Written problem a — In the listing below, pick out every line containing the string "eyebrow" and copy each one. Case counts.

Document extract —
------------------------

In [1]:
import requests
import selenium
from bs4 import BeautifulSoup
import pandas as pd

In [2]:
HLTV_URL = 'https://www.hltv.org/betting/money'
soup = BeautifulSoup(requests.get(HLTV_URL).content, 'html.parser')

In [13]:
from selenium import webdriver
driver = webdriver.Chrome(executable_path='/usr/local/bin/chromedriver') #executable_path=yourdriver
driver.get(HLTV_URL)
# html = driver.page_source

In [55]:
table = driver.find_elements_by_class_name('horizontalScroll')
# table = table[0].text

In [57]:
table[0].text

'Aorus League 2019 #3 Southern Cone\nBO3\n9z\n1.52 1.53 1.52 1.52 1.53\nAgressive\n2.46 2.44 2.46 2.46 2.44\nLOOT.BET Season 4 Closed Qualifier\nBO3\nIzako Boars\n1.90 1.95 1.92 1.83 1.96 2.00 1.92 2.15 1.83 1.95 1.96 1.92\nLDLC\n1.80 1.81 1.82 1.83 1.81 1.75 1.82 1.65 1.83 1.81 1.81 1.82\nBO3\nCopenhagen Flames\n1.90 2.04 1.92 1.83 2.02 1.87 2.05 2.00 1.83 2.04 2.02 2.05\nSJ\n1.80 1.74 1.82 1.83 1.76 1.86 1.72 1.75 1.83 1.74 1.76 1.72\nBrasil Game Show 2019\nBO3\npaiN\n1.79 1.79\nKeyd\n1.98 1.98\nBO3\nDETONA\n1.25 1.26 1.25 1.25 1.26 1.24 1.24\nFalkol\n3.77 3.72 3.77 3.77 3.72 3.65 3.70\nBO3\nW7M\n1.43 1.43 1.44 1.43 1.43 1.42 1.42\nBulldozer\n2.74 2.76 2.61 2.74 2.76 2.70 2.70'

In [280]:
def convert_to_number(s):
    """Converts string s into a number. Returns -1 on failure."""
    
    try:
        num = float(s)
    except ValueError:
        num = -1
    return num

def get_bookie_name(html):
    
    name = 'Not Found'
    for html_attr in html.contents:
        try:
            class_string = ' '.join(html_attr['class'])
            if 'betting-list-odds-provider' in class_string:
                name = class_string.split('-')[-1]
                break
        except TypeError:
            continue
    
    return name

def get_book_makers(driver):
    bookmakers = driver.find_elements_by_class_name('provider-cell')
    bookmakers = [bookie.get_attribute('class') for bookie in bookmakers]
    bookmakers = [bookie[27:] for bookie in bookmakers if not 'hidden' in bookie]
    return bookmakers

def get_team_names(raw_html):
    html = BeautifulSoup(raw_html).find_all("div", class_="team-name")
    team_names = [team.text for team in html]
    return team_names

def get_bet_types(raw_html):
    html = BeautifulSoup(raw_html).find_all("div", class_="bet-best-of")
    bet_types = [bet.text for bet in html]    
    return bet_types

def get_tournament_name(raw_html):
    html = BeautifulSoup(raw_html)

------------------------

Written problem b — Resume the HLTV odds-scraping notebook above, continuing the code after its last line.

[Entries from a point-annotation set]

------------------------

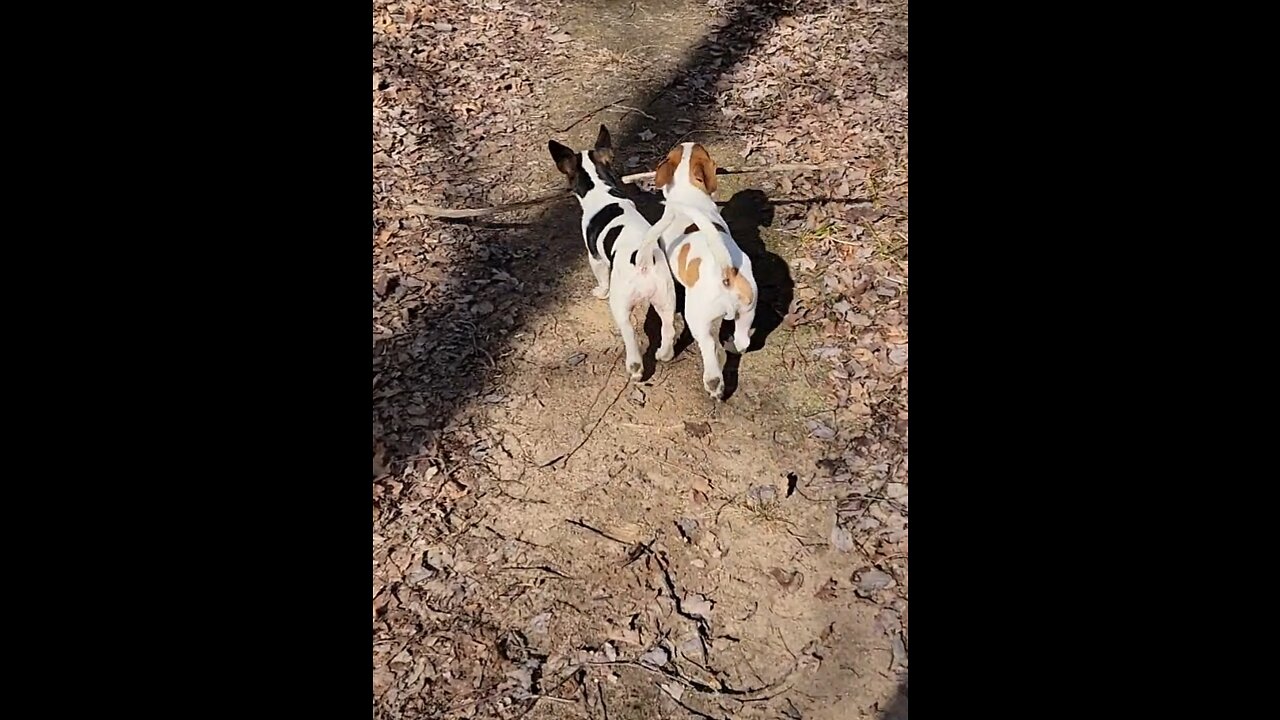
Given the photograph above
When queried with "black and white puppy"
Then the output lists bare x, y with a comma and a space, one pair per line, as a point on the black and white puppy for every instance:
613, 231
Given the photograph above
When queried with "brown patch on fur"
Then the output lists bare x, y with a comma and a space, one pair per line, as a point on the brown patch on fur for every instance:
666, 171
702, 169
737, 283
688, 272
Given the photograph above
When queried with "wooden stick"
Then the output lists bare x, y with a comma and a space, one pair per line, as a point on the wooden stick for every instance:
630, 180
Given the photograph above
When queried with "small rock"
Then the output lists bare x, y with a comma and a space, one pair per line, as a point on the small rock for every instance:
841, 540
689, 529
872, 580
656, 657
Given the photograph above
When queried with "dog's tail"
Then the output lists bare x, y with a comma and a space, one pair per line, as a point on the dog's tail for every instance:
649, 245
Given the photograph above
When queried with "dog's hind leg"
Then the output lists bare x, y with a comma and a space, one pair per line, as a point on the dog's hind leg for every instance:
699, 323
664, 304
600, 269
743, 329
621, 310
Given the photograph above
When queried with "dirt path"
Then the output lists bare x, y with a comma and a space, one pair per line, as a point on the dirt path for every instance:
552, 538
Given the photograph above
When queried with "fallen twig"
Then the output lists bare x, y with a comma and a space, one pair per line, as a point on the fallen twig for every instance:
606, 106
565, 456
630, 180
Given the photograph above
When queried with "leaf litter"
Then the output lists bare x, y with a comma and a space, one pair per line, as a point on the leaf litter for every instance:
457, 123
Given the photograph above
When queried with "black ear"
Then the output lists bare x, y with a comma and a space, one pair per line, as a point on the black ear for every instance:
603, 147
565, 158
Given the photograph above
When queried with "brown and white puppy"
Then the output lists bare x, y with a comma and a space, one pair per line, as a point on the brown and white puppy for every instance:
615, 231
703, 256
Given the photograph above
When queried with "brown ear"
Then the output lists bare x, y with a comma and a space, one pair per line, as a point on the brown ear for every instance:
703, 168
666, 171
566, 160
663, 173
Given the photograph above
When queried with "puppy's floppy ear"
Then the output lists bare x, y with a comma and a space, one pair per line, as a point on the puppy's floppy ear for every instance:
603, 146
566, 160
666, 171
703, 168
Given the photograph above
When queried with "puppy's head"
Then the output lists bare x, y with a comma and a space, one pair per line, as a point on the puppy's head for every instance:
586, 168
700, 168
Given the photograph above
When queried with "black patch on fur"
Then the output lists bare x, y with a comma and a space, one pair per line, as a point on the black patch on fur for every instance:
598, 223
693, 228
608, 177
609, 240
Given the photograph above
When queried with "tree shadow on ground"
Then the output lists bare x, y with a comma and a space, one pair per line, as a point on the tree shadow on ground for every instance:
451, 347
896, 709
746, 213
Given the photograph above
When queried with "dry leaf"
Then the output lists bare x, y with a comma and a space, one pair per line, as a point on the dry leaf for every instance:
698, 429
827, 591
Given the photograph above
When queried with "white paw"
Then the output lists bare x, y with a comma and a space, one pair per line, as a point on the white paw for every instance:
714, 387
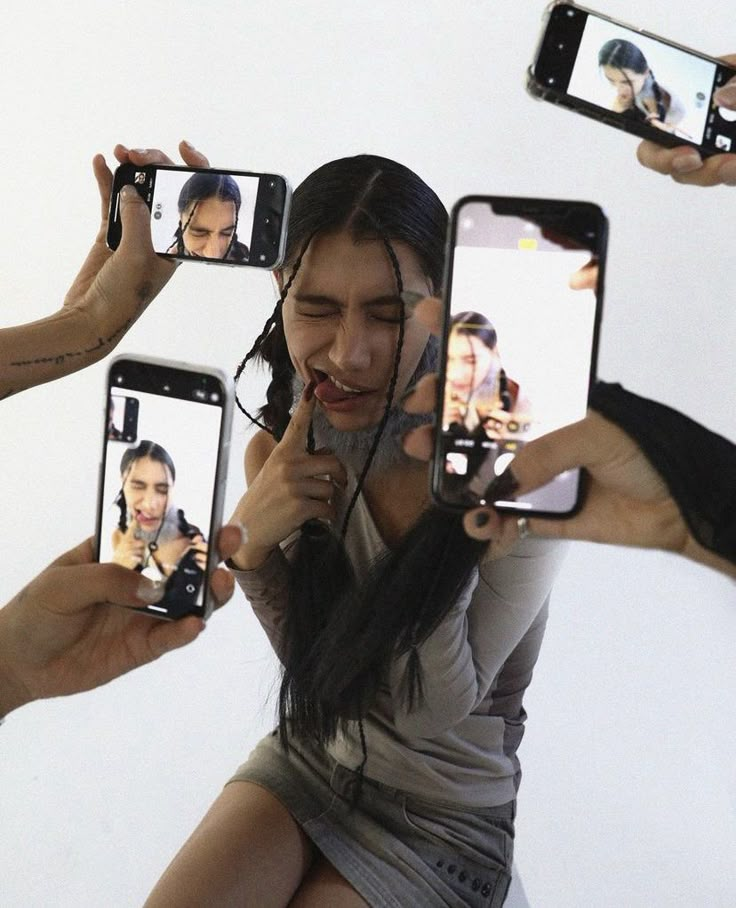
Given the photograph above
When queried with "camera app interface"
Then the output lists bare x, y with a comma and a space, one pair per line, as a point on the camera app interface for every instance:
159, 479
518, 358
644, 79
203, 214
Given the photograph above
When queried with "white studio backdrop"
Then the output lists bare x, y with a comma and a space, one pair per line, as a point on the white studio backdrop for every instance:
629, 792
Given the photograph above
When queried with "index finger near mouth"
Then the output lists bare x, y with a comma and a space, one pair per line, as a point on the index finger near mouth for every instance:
297, 431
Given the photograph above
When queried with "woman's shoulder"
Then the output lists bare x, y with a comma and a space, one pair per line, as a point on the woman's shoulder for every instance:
257, 452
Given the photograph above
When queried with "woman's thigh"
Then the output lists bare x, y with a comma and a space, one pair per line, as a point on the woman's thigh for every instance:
324, 887
247, 851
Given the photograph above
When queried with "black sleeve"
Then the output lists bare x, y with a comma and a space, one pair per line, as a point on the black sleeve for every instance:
698, 466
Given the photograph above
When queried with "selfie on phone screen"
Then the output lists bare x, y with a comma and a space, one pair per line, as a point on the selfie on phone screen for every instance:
215, 216
159, 484
520, 344
204, 215
597, 65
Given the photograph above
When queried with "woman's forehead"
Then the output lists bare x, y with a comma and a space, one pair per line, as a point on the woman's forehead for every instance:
338, 260
150, 468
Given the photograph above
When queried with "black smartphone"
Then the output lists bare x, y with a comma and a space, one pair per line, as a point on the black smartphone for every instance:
162, 482
224, 216
631, 79
523, 295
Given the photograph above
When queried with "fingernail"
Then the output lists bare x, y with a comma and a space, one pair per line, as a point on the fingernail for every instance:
725, 95
150, 590
243, 531
687, 162
727, 173
503, 487
411, 298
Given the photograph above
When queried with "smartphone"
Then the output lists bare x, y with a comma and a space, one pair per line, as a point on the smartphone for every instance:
631, 79
224, 216
162, 480
523, 296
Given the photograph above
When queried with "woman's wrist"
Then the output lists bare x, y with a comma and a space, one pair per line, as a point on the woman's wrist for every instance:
699, 553
13, 693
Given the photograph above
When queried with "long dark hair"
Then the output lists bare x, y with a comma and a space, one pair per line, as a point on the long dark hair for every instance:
339, 636
198, 188
621, 55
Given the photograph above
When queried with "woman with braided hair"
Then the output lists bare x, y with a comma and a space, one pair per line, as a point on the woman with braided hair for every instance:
392, 776
638, 94
209, 208
152, 535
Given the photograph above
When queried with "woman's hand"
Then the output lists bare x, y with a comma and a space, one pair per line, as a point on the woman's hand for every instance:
627, 502
62, 633
286, 487
684, 164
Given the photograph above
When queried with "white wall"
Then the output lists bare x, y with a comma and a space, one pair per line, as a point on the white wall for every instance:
629, 796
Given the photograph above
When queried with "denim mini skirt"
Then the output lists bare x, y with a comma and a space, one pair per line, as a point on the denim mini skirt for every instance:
396, 849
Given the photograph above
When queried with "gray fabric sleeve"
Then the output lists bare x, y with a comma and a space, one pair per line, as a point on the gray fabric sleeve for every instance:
464, 655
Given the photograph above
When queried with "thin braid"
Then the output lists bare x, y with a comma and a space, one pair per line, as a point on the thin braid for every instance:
271, 321
180, 248
391, 387
658, 100
233, 235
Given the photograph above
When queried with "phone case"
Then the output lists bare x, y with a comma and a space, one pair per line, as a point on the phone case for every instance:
188, 579
642, 130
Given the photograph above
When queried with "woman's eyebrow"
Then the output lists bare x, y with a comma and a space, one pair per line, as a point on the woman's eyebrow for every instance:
321, 299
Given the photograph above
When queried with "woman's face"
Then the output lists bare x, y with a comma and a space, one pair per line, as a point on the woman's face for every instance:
210, 230
469, 360
148, 488
341, 321
627, 83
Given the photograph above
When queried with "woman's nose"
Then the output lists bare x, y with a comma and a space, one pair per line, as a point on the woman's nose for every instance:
216, 246
350, 349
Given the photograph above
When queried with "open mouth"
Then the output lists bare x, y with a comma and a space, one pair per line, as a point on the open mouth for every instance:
331, 390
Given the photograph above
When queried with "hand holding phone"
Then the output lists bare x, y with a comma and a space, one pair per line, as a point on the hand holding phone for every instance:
683, 163
523, 298
633, 80
161, 495
204, 214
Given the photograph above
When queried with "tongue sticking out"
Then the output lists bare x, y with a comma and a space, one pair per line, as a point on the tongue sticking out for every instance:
328, 392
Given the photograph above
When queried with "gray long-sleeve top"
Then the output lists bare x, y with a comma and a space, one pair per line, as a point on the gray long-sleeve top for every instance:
459, 744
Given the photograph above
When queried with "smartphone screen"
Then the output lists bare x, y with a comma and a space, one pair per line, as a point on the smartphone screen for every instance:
523, 304
234, 218
165, 446
633, 79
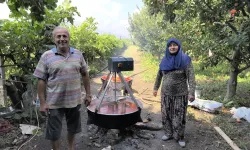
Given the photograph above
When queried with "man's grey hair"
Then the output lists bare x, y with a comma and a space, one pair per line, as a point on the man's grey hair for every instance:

------------------------

Result a —
When queried with "woman's eyebrow"
Then the output lists bare x, y with a comma and a space, one pair per line, as a point on the woman's eyebrow for every instance:

Result b —
    tournament_name = html.contents[0].contents[0].text
    return tournament_name

def get_odds_rows(raw_html):
    separator = '/td>'
    rows = [tok + separator for tok in raw_html.split(separator) if 'odds betting-list-odds' in tok]
    html_rows = [BeautifulSoup(r, 'html.parser') for r in rows]
    return html_rows

def is_valid_bookie(row):
    name = get_bookie_name(row)
    if 'hidden' in name:
        is_valid = False
    else:
        is_valid = True
    return is_valid

def decode_row(row):
    bookie_name = get_bookie_name(row)
    odds = convert_to_number(row.text)
    return bookie_name, odds

In [281]:
bookmakers = get_book_makers(driver)
num_bookmakers = len(bookmakers)
html = driver.page_source
tournaments = ['<div class="event-header' + s for s in html.split('<div class="event-header')][1:]


table_data = []
for tournament in tournaments:
    
    tournament_name = get_tournament_name(tournament)
    team_names = get_team_names(tournament)
    bet_types = get_bet_types(tournament)
    html_rows = get_odds_rows(tournament)
    num_matches = int(len(team_names) / 2)
    
    row_idx = 0
    rows_by_team = []
    for row in html_rows:
        
        if not is_valid_bookie(row):
            continue
        
        contestant_idx = int(row_idx / num_bookmakers)
        bet_type_idx = int(row_idx / (2 * num_bookmakers))
        row_idx += 1
        bookie_name, odds = decode_row(row)
        
        row_data = {
            'tournament_name': tournament_name, 
            'team_name': team_names[contestant_idx], 
            'bookie_name': bookie_name, 
            'odds': odds, 
            'bet_type': bet_types[bet_type_idx]
        }
        rows_by_team.append(row_data)
#     print(rows_by_team)
    
    for match_idx, match in enumerate(rows_by_team):
        
        if (int(match_idx / num_bookmakers) % 2) != 0:
            continue
        
        row = (
            match['tournament_name'],
            match['team_name'],
            rows_by_team[match_idx + num_bookmakers]['team_name'],
            match['odds'],
            rows_by_team[match_idx + num_bookmakers]['odds'],
            match['bet_type'],
            match['bookie_name']
        )
        table_data.append(row)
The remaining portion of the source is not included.